* Position identification data
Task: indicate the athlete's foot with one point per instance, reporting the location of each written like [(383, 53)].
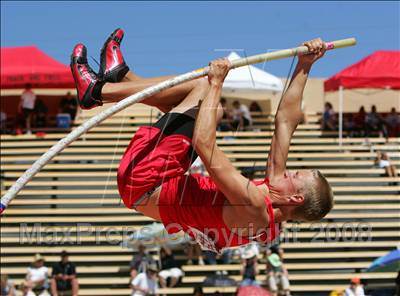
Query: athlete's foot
[(112, 65), (87, 84)]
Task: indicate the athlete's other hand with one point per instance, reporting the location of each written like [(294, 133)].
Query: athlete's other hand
[(317, 49), (218, 71)]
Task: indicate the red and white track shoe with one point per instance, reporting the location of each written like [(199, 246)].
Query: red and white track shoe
[(112, 65), (87, 84)]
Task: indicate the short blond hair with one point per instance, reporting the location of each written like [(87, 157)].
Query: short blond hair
[(318, 199)]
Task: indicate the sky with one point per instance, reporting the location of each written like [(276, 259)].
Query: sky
[(164, 38)]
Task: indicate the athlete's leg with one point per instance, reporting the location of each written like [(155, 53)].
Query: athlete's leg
[(132, 83)]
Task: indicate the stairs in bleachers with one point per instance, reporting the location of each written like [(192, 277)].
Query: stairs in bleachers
[(77, 194)]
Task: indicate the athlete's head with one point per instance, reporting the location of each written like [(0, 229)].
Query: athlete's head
[(304, 195)]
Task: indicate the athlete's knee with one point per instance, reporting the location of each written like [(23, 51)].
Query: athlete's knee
[(202, 83)]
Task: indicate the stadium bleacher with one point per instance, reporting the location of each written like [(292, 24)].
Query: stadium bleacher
[(79, 187)]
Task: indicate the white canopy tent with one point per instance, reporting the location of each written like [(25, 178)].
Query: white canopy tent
[(249, 82)]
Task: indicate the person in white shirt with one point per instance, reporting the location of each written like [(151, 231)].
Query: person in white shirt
[(145, 283), (355, 289), (37, 276), (26, 106), (241, 116)]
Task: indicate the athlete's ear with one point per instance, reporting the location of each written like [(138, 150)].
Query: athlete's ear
[(296, 199)]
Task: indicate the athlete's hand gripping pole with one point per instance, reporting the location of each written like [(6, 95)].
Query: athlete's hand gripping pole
[(138, 97)]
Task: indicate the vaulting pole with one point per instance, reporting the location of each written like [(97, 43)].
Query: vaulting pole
[(140, 96)]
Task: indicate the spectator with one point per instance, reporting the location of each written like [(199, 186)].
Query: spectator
[(7, 286), (25, 290), (249, 269), (255, 107), (375, 123), (26, 106), (241, 117), (194, 251), (329, 118), (68, 105), (383, 161), (198, 291), (139, 261), (64, 280), (393, 123), (37, 277), (145, 283), (3, 122), (212, 258), (349, 125), (170, 270), (355, 289), (277, 274), (359, 122), (226, 122), (40, 113)]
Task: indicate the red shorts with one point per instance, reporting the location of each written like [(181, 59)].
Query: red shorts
[(150, 159)]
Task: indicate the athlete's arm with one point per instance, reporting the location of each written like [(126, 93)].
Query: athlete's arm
[(289, 113), (236, 188)]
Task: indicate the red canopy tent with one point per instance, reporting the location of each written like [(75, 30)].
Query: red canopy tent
[(379, 70), (29, 65)]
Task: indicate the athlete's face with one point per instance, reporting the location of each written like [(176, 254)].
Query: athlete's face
[(295, 180)]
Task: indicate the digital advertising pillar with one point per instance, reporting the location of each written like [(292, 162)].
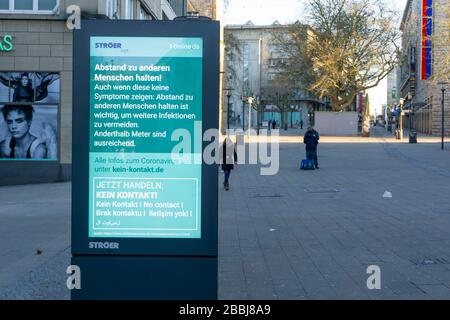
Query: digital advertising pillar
[(144, 202)]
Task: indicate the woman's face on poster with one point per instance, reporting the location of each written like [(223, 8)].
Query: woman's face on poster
[(17, 124), (24, 81)]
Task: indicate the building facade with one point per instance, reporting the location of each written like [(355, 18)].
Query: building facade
[(425, 40), (253, 63), (36, 67)]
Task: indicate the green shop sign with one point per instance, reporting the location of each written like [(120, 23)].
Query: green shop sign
[(6, 43)]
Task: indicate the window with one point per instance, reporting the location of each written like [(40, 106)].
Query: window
[(29, 6)]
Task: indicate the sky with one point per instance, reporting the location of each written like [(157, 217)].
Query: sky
[(265, 12)]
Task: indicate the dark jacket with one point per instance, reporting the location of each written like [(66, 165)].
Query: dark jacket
[(311, 140), (229, 157)]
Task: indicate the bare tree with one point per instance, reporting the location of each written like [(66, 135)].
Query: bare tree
[(351, 46)]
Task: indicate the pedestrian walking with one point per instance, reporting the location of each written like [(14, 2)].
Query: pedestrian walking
[(229, 159), (311, 140)]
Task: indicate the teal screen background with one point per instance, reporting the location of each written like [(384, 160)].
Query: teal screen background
[(137, 188)]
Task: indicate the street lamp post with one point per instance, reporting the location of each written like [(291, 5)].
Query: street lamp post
[(400, 121), (250, 101), (243, 113)]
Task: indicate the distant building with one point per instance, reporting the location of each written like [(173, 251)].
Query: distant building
[(252, 65)]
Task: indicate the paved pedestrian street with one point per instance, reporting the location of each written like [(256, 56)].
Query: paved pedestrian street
[(295, 235)]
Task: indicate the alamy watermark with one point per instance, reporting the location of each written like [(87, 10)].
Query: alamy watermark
[(263, 149)]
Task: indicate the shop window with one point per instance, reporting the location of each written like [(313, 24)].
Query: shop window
[(29, 6)]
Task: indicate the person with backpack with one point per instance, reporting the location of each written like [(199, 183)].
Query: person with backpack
[(229, 159), (311, 140)]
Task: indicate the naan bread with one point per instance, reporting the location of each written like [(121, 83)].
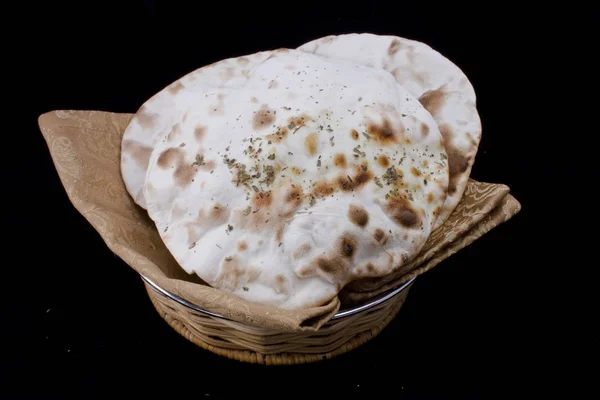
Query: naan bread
[(440, 86), (311, 174), (158, 115)]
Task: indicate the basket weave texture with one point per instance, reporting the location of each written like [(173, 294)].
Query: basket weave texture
[(259, 345), (85, 149)]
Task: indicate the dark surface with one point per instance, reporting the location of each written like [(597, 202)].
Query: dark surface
[(81, 328)]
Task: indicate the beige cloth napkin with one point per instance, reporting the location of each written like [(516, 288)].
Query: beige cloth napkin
[(85, 148)]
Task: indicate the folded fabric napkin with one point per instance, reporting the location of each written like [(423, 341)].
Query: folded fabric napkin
[(85, 148)]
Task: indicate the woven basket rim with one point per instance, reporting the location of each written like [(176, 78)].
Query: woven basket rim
[(340, 314)]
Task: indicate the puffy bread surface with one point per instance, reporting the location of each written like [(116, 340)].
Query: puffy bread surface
[(311, 173), (439, 84), (157, 115)]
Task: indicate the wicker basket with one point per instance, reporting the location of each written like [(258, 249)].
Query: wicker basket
[(345, 331)]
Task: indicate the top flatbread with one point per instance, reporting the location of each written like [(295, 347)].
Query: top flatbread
[(440, 86), (311, 174), (161, 112)]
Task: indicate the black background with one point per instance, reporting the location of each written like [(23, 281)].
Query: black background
[(467, 329)]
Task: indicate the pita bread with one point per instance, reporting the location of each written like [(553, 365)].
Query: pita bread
[(440, 86), (313, 173), (159, 114)]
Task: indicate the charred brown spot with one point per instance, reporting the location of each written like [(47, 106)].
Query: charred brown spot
[(169, 157), (252, 273), (306, 271), (199, 132), (218, 211), (395, 46), (339, 160), (457, 162), (348, 246), (140, 154), (310, 143), (433, 101), (383, 133), (380, 236), (383, 161), (263, 118), (262, 199), (176, 88), (334, 266), (358, 215), (401, 212), (415, 171), (302, 251), (323, 189), (294, 195), (278, 136), (347, 183), (279, 232)]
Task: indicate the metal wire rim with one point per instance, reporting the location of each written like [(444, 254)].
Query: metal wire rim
[(340, 314)]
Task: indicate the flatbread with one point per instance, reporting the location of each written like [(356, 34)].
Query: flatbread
[(440, 86), (157, 116), (313, 173)]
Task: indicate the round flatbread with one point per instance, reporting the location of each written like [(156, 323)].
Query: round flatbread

* Your goal
Copy all of the data above line for line, without changing anything. Leave out the pictures.

* Output
Task: indicate the athlete's foot with one point per instance, reporting the location of each written like [(383, 53)].
Query: athlete's foot
[(112, 65), (87, 84)]
Task: indicate the athlete's other hand with one point per instance, reporting the location of each written like [(294, 133)].
Query: athlete's other hand
[(317, 49), (218, 71)]
Task: indicate the red and white track shoe with one point per instance, reporting the location of each written like [(199, 246)].
Query: red and white track shoe
[(112, 65), (87, 84)]
Task: indicate the short blond hair with one point per instance, reporting the location of each written like [(87, 157)].
Query: short blond hair
[(318, 199)]
Task: indicate the sky with one point per instance, reporting the location of each written like [(276, 259)].
Query: sky
[(164, 38)]
Task: indicate the athlete's leg with one point per instance, reporting the location of each written like [(155, 53)].
Query: athlete's leg
[(132, 83)]
Task: indicate the stairs in bleachers with one point per instance, reporting the location of each written like [(192, 277)].
Query: stairs in bleachers
[(77, 194)]
Task: indicate the athlete's head with one point per instance, reporting the location of each written like [(0, 229)].
Query: athlete's head
[(304, 195)]
Task: indicate the athlete's knee with one point per instance, reporting the location of each written like [(23, 51)].
Query: athlete's knee
[(202, 83)]
Task: indicate the stadium bleacher with one point per instance, reporting the location of each written like [(292, 24)].
Query: stadium bleacher
[(79, 187)]
Task: indicate the white canopy tent with one point per instance, reporting the location of each written like [(25, 178)].
Query: white canopy tent
[(249, 82)]
Task: indicate the person in white shirt with one point per instance, reporting the location of each written like [(151, 231)].
Query: person in white shirt
[(145, 283), (355, 289), (37, 276), (26, 106), (241, 116)]
Task: indicate the athlete's ear with one point per instance, reporting the location of each written like [(138, 150)].
Query: athlete's ear
[(296, 199)]
Task: indicate the athlete's hand gripping pole with one point per instance, reporting the location of each written like [(6, 95)].
Query: athlete's hand gripping pole
[(138, 97)]
Task: indicate the vaulting pole with one point per instance, reporting the location of each written like [(97, 43)].
Query: vaulting pole
[(140, 96)]
Task: indicate the spectator with one point per instance, reporting the location of each written like [(199, 186)].
Query: spectator
[(7, 286), (25, 290), (249, 269), (255, 107), (375, 123), (26, 106), (241, 117), (194, 251), (329, 118), (68, 105), (383, 161), (198, 291), (139, 261), (64, 280), (393, 123), (37, 277), (145, 283), (3, 122), (212, 258), (349, 125), (170, 270), (355, 289), (277, 274), (359, 122), (226, 122), (40, 113)]
Task: indicate the red shorts with one point per instance, reporting the location of each written like [(181, 59)].
Query: red shorts
[(150, 159)]
Task: indicate the athlete's arm with one point per instance, reporting the location of each written like [(126, 93)].
Query: athlete's arm
[(289, 113), (236, 188)]
Task: indicate the red canopy tent with one point per instance, reporting the location of each written like [(75, 30)].
Query: red canopy tent
[(379, 70), (29, 65)]
Task: indicate the athlete's face with one point per instance, reporting the location of each written like [(176, 254)].
Query: athlete's face
[(295, 180)]
Task: indicate the digital advertising pillar with one point per instance, reporting the location of each written like [(292, 162)].
Query: digital advertising pillar
[(144, 202)]
Task: indicate the woman's face on poster with one point per instance, reporting the location of each written like [(223, 8)].
Query: woman's face on poster
[(17, 124), (24, 81)]
Task: indicate the building facade with one point per instance, reporting the location of each written like [(355, 18)].
Query: building facade
[(425, 40), (253, 63), (36, 67)]
Task: indicate the green shop sign with one point per instance, reporting the location of each written like [(120, 23)].
Query: green shop sign
[(6, 43)]
Task: indicate the window with one point per instance, reporting the location of each written like [(40, 106)].
Query: window
[(29, 6)]
Task: indicate the sky with one point per instance, reporting the location of each written like [(157, 217)].
Query: sky
[(265, 12)]
Task: indicate the dark jacket with one point per instance, reporting the location of each written like [(66, 165)].
Query: dark jacket
[(311, 140), (229, 157)]
Task: indicate the bare tree with one point per instance, reporting the location of each written like [(66, 135)].
Query: bare tree
[(351, 46)]
Task: indicate the pedestrian walking with one point per instance, reporting the location of each written like [(14, 2)].
Query: pedestrian walking
[(229, 159), (311, 140)]
Task: indicate the teal screen background with one point per instance, reporting the location of each written like [(384, 160)].
Query: teal screen background
[(137, 188)]
Task: indicate the street lamp post with one point per instance, reporting the location of each written like [(291, 5)].
Query: street lamp post
[(400, 121), (250, 101), (243, 113)]
Task: indicate the distant building with one point per instance, reporting the location of each written like [(173, 251)].
Query: distant building
[(252, 65)]
Task: indicate the paved pedestrian street with one point per instance, reporting the location of each written like [(256, 56)].
Query: paved pedestrian street
[(295, 235)]
Task: indicate the alamy watermark with one point per instance, reporting the location of each written like [(87, 10)].
Query: alamy watermark
[(263, 149)]
Task: indicate the shop window with one point per instance, reporting the location of each written like [(313, 24)].
Query: shop window
[(29, 6)]
Task: indicate the person with backpack with one point per instance, reporting the location of each written like [(199, 183)].
Query: person with backpack
[(229, 159), (311, 140)]
Task: indicate the naan bread with one point per instance, reporting the location of each written like [(121, 83)].
Query: naan bread
[(440, 86), (311, 174), (158, 115)]
Task: indicate the basket weave texture with one point per instance, reporting the location of each written like [(173, 294)].
Query: basket weave texture
[(259, 345), (85, 149)]
Task: indicate the dark surface with one point per instance, reporting the location of each written like [(597, 202)].
Query: dark surface
[(81, 328)]
Task: indicate the beige cloth napkin with one point per instance, reporting the location of each written like [(516, 288)].
Query: beige cloth napkin
[(85, 148)]
Task: indicate the folded fabric napkin with one point per instance, reporting the location of each written like [(423, 341)].
Query: folded fabric napkin
[(85, 148)]
Task: indicate the woven basket rim with one point per instance, reporting the location of each written like [(176, 78)].
Query: woven basket rim
[(340, 314)]
Task: indicate the puffy bread surface with one point per instance, reporting the location of each written like [(116, 340)].
Query: puffy bread surface
[(311, 173), (439, 84), (157, 115)]
Task: indicate the wicker basket with one point per instance, reporting the location of each written like [(258, 249)].
Query: wicker basket
[(345, 331)]
Task: indicate the top flatbread with one point per instance, reporting the location of each written like [(295, 347)].
Query: top flatbread
[(440, 86), (311, 174), (161, 112)]
Task: indicate the black background with one point per instance, reporting the location of each written like [(23, 281)].
Query: black background
[(467, 329)]
Task: indicate the pita bread with one point per instance, reporting the location of each written like [(553, 365)].
Query: pita bread
[(440, 86), (313, 173), (159, 114)]
Task: indicate the charred brown spot with one point per instance, reporting the location of each written like [(47, 106)].
Query: charred brown spot
[(169, 157), (252, 273), (306, 271), (199, 132), (218, 211), (395, 46), (339, 160), (457, 162), (348, 246), (140, 154), (310, 143), (433, 101), (383, 133), (380, 236), (383, 161), (263, 118), (262, 199), (176, 88), (334, 266), (358, 215), (401, 212), (415, 171), (302, 251), (323, 189), (294, 195), (278, 136), (347, 183), (279, 232)]
Task: indicate the metal wire rim with one point per instance, reporting the location of each written like [(444, 254)].
Query: metal wire rim
[(340, 314)]
Task: indicate the flatbread with one point per instance, reporting the location of each written like [(356, 34)].
Query: flatbread
[(440, 86), (157, 116), (313, 173)]
Task: indicate the round flatbread with one point per instance, reporting the location of each written like [(156, 323)].
Query: round flatbread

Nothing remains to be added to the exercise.